Please rewrite the records from the start through the line containing "x=535 y=281", inclusive, renaming "Target" to "Label" and leaving everything else unchanged. Omit the pictures from your answer.

** START **

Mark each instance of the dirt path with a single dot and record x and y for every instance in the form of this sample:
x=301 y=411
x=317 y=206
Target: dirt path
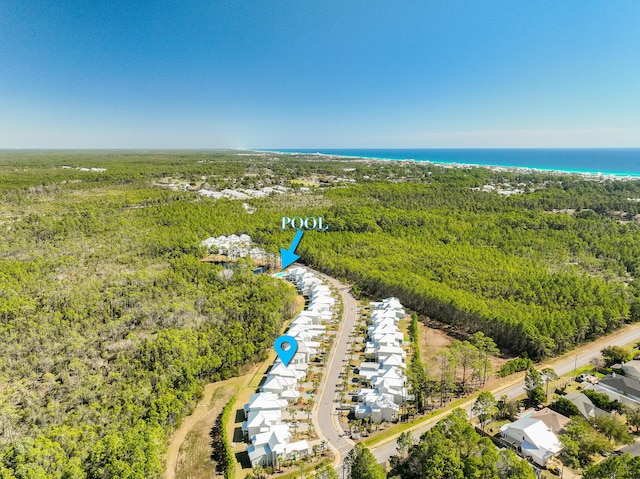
x=205 y=406
x=199 y=423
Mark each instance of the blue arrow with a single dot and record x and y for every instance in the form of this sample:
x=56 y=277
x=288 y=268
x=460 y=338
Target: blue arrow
x=289 y=256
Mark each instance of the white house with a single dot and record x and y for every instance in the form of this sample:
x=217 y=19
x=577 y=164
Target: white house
x=380 y=407
x=264 y=402
x=532 y=438
x=260 y=421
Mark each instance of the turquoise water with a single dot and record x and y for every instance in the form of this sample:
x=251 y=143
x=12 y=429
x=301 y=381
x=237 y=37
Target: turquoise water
x=607 y=161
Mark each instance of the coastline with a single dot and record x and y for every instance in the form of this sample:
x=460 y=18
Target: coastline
x=588 y=174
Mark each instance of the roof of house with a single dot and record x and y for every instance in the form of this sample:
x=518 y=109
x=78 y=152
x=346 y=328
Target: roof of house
x=536 y=432
x=554 y=421
x=627 y=385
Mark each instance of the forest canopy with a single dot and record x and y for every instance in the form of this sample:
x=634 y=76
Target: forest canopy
x=111 y=324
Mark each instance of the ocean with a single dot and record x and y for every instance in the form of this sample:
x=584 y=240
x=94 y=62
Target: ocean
x=606 y=161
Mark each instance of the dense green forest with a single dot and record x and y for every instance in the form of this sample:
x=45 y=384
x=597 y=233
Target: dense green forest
x=110 y=323
x=535 y=281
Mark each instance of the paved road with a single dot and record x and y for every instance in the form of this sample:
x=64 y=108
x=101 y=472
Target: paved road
x=326 y=418
x=562 y=365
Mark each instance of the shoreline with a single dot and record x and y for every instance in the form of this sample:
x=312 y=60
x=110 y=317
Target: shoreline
x=588 y=174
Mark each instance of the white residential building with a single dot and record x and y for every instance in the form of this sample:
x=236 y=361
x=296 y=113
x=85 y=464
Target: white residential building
x=532 y=438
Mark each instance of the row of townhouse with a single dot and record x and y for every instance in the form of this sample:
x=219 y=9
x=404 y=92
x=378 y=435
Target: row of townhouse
x=385 y=370
x=264 y=426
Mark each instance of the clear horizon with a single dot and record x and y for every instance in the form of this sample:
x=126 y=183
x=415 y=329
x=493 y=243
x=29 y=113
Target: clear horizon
x=293 y=75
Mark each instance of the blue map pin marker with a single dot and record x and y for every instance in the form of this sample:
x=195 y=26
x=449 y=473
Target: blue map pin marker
x=286 y=355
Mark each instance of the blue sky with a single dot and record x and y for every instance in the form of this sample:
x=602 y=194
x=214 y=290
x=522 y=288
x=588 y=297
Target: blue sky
x=305 y=73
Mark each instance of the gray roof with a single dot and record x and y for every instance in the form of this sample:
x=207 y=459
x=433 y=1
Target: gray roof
x=628 y=386
x=583 y=403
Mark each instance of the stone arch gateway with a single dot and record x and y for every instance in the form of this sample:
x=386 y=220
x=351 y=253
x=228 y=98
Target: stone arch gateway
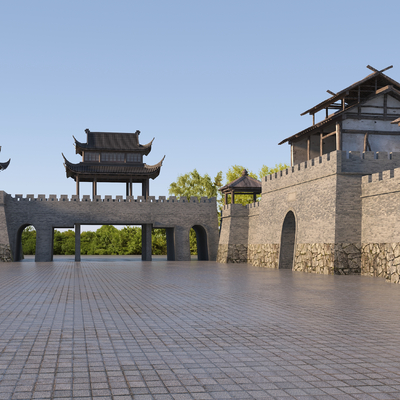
x=48 y=213
x=288 y=240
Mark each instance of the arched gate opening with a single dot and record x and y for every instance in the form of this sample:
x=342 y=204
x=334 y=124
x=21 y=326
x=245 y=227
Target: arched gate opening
x=288 y=239
x=30 y=241
x=201 y=239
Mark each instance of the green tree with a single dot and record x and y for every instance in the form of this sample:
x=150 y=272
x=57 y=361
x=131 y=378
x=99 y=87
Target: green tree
x=194 y=184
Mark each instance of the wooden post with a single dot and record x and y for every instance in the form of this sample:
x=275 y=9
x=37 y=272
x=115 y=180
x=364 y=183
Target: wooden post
x=77 y=242
x=146 y=242
x=94 y=189
x=145 y=188
x=320 y=144
x=338 y=136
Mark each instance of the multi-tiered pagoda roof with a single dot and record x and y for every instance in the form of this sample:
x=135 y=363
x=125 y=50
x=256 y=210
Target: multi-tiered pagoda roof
x=112 y=157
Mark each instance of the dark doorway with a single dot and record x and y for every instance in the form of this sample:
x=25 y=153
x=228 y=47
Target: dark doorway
x=287 y=242
x=26 y=240
x=201 y=240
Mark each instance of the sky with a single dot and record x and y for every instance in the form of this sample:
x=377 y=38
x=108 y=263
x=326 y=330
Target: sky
x=217 y=83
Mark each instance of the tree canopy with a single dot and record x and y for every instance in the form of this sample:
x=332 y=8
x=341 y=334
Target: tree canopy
x=194 y=184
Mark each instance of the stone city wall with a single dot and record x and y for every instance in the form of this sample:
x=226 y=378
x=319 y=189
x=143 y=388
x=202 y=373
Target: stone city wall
x=47 y=213
x=381 y=260
x=380 y=255
x=325 y=195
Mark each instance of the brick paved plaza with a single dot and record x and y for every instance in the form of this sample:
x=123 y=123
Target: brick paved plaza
x=197 y=330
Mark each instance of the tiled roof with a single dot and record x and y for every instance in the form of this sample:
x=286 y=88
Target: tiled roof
x=112 y=141
x=245 y=183
x=4 y=166
x=84 y=168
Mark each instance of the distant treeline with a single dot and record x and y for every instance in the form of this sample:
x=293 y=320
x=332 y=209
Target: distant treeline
x=107 y=240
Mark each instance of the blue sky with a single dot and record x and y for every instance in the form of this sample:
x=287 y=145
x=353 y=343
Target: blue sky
x=216 y=83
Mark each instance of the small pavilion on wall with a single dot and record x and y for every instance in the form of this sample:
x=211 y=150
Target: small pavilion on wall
x=243 y=185
x=112 y=157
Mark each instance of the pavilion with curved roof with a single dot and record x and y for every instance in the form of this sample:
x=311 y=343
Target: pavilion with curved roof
x=112 y=157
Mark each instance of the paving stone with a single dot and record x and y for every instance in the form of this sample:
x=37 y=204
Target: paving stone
x=197 y=330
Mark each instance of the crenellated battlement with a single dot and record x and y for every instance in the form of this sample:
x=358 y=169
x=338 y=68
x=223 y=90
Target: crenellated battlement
x=110 y=199
x=336 y=162
x=381 y=183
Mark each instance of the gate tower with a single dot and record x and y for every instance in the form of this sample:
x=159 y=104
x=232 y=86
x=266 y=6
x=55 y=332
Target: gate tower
x=112 y=157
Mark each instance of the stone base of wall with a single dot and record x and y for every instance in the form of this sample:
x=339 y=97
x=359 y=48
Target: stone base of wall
x=318 y=258
x=328 y=258
x=232 y=253
x=5 y=253
x=264 y=255
x=382 y=260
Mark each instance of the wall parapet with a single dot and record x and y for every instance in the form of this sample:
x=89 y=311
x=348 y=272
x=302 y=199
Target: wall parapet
x=109 y=199
x=383 y=182
x=336 y=162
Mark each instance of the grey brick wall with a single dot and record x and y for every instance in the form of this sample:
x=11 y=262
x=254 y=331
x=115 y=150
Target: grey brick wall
x=47 y=213
x=328 y=198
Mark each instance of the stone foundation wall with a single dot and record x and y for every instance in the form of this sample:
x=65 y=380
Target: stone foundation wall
x=382 y=260
x=5 y=253
x=264 y=255
x=232 y=253
x=328 y=258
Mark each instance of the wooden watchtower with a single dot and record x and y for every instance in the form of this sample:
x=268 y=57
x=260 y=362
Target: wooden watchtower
x=358 y=118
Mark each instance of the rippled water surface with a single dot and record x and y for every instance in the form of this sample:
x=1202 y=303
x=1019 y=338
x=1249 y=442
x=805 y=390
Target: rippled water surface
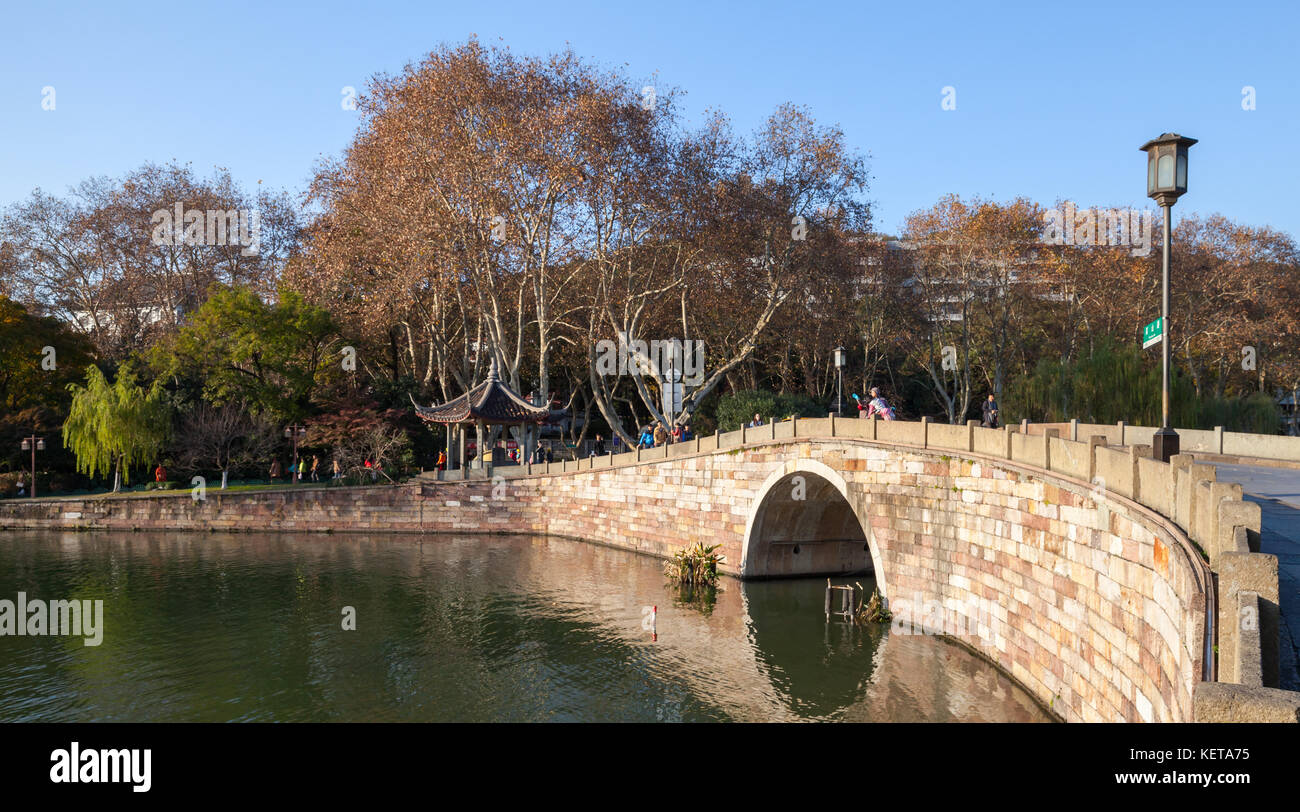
x=233 y=628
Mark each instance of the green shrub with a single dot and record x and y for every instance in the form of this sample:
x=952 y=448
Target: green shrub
x=696 y=565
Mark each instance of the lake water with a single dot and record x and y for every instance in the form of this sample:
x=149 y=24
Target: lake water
x=476 y=628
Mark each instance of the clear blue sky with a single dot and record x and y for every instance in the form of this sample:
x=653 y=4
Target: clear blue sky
x=1053 y=99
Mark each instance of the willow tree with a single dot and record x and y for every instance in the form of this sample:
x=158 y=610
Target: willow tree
x=112 y=426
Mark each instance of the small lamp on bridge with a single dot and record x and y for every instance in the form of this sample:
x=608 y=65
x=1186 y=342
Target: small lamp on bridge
x=1166 y=182
x=840 y=360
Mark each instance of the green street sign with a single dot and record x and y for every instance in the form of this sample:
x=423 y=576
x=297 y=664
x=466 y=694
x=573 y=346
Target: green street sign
x=1153 y=333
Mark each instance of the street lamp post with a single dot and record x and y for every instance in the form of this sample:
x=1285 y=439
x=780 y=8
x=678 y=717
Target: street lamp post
x=839 y=386
x=1166 y=182
x=34 y=444
x=294 y=431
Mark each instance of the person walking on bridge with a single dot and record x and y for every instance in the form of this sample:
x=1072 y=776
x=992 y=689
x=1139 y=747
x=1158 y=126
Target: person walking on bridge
x=879 y=406
x=989 y=412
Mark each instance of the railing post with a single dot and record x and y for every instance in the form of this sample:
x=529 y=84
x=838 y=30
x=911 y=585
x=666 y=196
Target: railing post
x=1096 y=439
x=1047 y=446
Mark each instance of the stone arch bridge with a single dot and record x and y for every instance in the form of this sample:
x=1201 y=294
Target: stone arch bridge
x=1083 y=568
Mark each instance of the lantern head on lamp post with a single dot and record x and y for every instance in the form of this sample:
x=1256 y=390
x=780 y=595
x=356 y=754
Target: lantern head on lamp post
x=1166 y=166
x=1166 y=182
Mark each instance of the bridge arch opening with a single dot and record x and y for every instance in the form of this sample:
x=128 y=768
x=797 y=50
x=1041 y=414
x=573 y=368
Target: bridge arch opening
x=806 y=522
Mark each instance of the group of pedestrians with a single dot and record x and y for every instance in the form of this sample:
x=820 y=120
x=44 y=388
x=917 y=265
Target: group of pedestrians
x=879 y=407
x=299 y=470
x=659 y=435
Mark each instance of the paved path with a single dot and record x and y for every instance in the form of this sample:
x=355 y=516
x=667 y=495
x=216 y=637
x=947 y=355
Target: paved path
x=1277 y=490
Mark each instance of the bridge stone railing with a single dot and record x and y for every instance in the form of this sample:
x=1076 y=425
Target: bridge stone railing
x=1203 y=441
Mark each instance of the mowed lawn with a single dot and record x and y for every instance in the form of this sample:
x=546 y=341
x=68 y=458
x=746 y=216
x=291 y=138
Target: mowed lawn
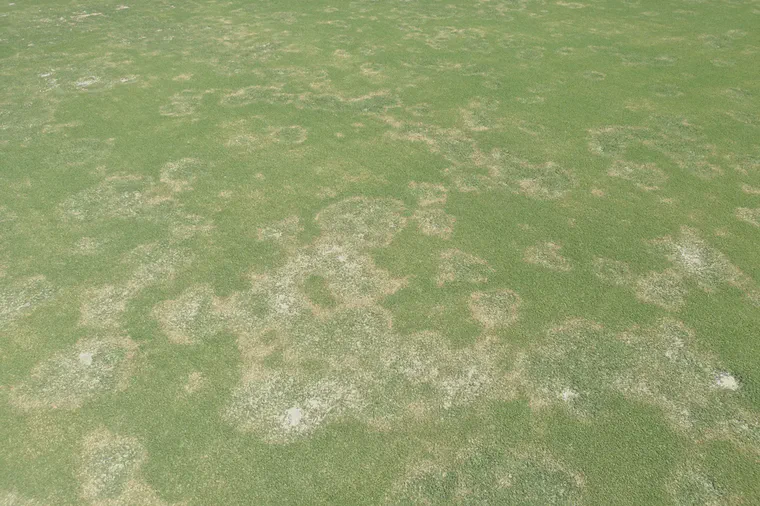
x=379 y=252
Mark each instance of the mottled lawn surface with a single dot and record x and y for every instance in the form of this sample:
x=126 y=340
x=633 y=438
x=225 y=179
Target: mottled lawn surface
x=380 y=252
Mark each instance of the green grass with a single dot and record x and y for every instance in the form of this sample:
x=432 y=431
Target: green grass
x=430 y=252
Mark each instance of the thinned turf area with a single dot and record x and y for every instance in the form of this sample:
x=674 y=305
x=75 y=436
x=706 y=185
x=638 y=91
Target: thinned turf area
x=379 y=252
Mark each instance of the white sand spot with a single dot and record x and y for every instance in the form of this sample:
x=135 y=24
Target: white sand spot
x=365 y=222
x=109 y=471
x=656 y=365
x=751 y=216
x=697 y=260
x=726 y=381
x=179 y=176
x=189 y=319
x=434 y=222
x=68 y=379
x=19 y=298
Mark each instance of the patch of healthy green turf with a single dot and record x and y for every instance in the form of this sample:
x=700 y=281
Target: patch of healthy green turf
x=430 y=252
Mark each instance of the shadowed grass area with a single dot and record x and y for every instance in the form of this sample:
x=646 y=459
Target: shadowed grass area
x=431 y=252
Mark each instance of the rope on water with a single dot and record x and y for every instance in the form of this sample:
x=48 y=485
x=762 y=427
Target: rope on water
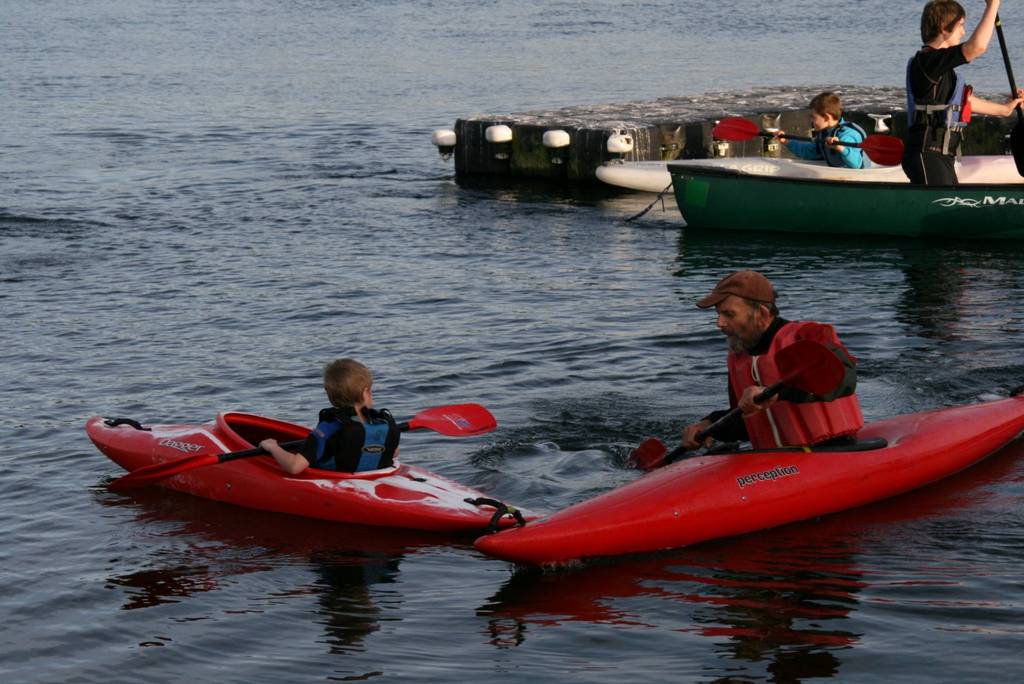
x=659 y=198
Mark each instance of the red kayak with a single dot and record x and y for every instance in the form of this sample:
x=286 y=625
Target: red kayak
x=711 y=497
x=397 y=497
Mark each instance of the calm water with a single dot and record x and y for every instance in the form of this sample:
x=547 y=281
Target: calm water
x=203 y=202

** END **

**SOLUTION FOR THIS EXERCISE**
Mark each instance of the dirt path with a single dot and record x and y for every instance in the form of this sample:
x=301 y=411
x=317 y=206
Label: dirt path
x=205 y=406
x=199 y=423
Mark each instance of the blue arrow with a single dot and record x and y for every instance in the form of this sample:
x=56 y=277
x=288 y=268
x=460 y=338
Label: blue arrow
x=289 y=256
Mark each instance of the white house with a single dot and record x and y for every instance in the form of this sample:
x=217 y=19
x=577 y=164
Label: white house
x=380 y=407
x=264 y=402
x=532 y=438
x=260 y=421
Mark each instance of the turquoise water with a single dot and record x and y for every instance in the form of this sample:
x=251 y=143
x=12 y=429
x=301 y=381
x=237 y=37
Label: turquoise water
x=607 y=161
Mark each instance of the coastline with a single dot and record x and y for every instance in the form of this sample:
x=460 y=18
Label: coastline
x=588 y=174
Mark each instance of the roof of house with a single dot and record x and y for every instance in the form of this sample:
x=518 y=109
x=78 y=152
x=346 y=328
Label: roof of house
x=536 y=432
x=554 y=421
x=627 y=385
Mark each instance of the forest canopy with a single dot and record x and y for every instance in the form of this sample:
x=634 y=76
Label: forest canopy
x=111 y=324
Mark each instance of the ocean with a single dot and record x and y for every instance in the form of this sample:
x=584 y=240
x=94 y=62
Label: ocean
x=606 y=161
Mark each instance of the dense green forest with a single dot and record x and y for every instance in the form of this sample:
x=45 y=384
x=597 y=233
Label: dense green forest
x=110 y=323
x=535 y=281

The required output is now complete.